# Record excerpts:
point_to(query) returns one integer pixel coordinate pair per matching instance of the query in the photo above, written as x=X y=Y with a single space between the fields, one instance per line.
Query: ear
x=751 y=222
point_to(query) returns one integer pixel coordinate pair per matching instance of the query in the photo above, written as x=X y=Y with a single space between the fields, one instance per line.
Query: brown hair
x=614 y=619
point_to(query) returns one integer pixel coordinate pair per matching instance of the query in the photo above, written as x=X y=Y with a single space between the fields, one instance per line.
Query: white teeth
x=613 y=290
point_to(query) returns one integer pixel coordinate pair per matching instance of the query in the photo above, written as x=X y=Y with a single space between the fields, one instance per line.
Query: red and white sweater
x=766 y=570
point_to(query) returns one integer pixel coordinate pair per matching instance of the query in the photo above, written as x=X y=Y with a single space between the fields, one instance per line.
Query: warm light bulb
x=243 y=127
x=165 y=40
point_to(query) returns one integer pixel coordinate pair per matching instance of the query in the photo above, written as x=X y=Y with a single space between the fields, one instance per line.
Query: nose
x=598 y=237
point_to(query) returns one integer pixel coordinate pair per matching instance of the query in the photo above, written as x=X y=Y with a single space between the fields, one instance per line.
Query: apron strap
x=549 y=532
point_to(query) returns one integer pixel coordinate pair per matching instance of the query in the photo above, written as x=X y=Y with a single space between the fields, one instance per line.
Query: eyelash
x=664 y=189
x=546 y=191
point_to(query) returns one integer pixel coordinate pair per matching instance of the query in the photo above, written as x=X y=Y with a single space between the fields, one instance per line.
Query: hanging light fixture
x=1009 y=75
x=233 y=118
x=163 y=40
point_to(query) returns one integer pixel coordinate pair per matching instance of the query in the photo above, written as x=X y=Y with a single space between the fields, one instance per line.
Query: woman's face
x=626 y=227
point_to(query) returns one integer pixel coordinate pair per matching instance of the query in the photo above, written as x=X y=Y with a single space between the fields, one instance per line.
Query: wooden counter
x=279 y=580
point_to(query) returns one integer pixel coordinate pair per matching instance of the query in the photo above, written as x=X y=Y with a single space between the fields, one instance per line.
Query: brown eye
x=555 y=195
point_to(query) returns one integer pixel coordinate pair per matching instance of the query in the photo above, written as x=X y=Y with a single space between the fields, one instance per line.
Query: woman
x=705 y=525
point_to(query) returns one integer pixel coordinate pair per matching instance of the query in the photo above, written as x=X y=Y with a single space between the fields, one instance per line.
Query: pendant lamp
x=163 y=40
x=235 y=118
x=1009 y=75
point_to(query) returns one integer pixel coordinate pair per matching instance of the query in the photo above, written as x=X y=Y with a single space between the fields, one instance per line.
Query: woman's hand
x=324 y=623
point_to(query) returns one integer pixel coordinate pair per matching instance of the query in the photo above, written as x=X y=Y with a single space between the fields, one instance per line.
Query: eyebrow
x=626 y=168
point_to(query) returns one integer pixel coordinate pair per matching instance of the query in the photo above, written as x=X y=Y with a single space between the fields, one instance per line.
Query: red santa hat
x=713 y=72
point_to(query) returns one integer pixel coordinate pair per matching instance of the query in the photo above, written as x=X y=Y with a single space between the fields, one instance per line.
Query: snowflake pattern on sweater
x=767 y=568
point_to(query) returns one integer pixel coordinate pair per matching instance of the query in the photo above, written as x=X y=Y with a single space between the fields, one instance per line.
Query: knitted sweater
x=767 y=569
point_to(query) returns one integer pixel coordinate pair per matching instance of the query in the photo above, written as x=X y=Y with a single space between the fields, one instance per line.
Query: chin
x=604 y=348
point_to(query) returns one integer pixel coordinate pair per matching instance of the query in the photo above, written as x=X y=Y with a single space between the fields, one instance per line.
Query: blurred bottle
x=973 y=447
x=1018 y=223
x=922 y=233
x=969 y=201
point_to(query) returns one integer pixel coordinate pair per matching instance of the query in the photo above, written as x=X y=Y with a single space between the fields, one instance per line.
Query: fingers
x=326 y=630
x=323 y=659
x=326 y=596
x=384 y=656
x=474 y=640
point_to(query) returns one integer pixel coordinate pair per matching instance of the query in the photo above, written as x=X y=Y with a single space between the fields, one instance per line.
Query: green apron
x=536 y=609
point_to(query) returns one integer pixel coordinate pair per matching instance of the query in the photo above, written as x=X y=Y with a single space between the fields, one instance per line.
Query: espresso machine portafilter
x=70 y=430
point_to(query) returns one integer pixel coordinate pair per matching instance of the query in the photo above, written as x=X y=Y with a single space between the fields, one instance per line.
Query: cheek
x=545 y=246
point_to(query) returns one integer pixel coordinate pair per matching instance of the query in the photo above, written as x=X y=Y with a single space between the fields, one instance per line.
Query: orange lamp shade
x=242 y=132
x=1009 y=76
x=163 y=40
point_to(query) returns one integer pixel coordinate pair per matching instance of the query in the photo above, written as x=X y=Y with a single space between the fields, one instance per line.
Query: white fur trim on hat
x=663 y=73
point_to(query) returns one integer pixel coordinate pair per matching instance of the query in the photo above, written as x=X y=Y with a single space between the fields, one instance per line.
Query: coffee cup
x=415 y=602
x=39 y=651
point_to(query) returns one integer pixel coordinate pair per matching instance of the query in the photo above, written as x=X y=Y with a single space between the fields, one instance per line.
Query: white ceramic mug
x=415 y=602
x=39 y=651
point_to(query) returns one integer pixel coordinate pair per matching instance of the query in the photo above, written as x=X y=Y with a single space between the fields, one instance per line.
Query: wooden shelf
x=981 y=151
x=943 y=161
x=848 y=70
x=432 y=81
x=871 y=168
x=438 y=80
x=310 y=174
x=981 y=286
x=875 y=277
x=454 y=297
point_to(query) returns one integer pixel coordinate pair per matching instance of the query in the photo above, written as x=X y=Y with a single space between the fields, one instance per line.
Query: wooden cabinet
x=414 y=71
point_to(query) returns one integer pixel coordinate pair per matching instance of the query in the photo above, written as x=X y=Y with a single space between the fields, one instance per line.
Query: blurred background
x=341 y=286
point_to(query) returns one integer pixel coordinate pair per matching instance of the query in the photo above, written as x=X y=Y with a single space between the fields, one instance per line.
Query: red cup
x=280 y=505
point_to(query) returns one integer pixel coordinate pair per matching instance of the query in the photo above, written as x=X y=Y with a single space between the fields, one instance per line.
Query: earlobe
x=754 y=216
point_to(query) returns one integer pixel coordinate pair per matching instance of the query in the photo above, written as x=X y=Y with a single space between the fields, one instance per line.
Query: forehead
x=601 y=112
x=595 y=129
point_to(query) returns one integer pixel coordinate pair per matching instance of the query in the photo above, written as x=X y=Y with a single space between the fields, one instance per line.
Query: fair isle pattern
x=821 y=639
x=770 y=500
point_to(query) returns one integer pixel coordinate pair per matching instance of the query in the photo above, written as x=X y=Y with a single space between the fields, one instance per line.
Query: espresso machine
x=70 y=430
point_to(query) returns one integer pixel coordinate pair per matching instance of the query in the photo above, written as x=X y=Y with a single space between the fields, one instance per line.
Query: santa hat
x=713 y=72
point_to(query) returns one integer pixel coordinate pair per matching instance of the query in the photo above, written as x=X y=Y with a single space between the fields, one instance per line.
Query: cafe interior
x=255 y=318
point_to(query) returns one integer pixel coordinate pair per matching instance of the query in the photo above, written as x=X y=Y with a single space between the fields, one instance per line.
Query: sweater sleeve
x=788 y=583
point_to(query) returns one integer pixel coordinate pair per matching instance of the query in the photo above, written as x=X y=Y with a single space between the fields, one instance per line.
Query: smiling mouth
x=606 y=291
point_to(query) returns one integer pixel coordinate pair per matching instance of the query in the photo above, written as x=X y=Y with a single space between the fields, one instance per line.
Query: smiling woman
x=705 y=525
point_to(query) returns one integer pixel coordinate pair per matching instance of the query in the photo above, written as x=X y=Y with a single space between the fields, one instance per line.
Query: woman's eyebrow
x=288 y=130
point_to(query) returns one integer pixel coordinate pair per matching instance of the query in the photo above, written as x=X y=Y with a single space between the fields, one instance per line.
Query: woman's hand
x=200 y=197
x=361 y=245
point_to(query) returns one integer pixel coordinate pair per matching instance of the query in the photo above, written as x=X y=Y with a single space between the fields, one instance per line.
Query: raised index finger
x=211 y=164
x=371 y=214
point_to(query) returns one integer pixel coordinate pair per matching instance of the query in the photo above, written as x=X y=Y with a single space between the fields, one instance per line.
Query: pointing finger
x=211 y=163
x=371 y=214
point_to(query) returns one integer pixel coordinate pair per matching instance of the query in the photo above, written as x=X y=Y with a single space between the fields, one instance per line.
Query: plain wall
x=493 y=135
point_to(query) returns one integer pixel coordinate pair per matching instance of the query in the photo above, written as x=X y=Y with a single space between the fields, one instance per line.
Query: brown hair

# Exercise directions:
Recast the lines from the start through the line containing "x=613 y=290" as a two-column CSV with the headers input and output. Give one row for each text that asks for points, with that text in input and the points given in reply in output; quote every field and turn line breaks into spaces.

# Result below:
input,output
"point_to(query) returns one integer pixel coordinate pair per matching instance of the query in the photo above, written as x=X y=Y with a single space between the fields, one instance per line. Query: ear","x=751 y=222"
"point_to(query) returns one integer pixel coordinate pair per matching instance of the query in the photo above, written as x=X y=Y with a single space between the fields, one instance per line. Query: brown hair","x=614 y=619"
"point_to(query) returns one integer pixel coordinate pair per matching instance of the query in the photo above, written as x=X y=Y with a single space between the fields, one instance per line. Query: white teeth","x=613 y=290"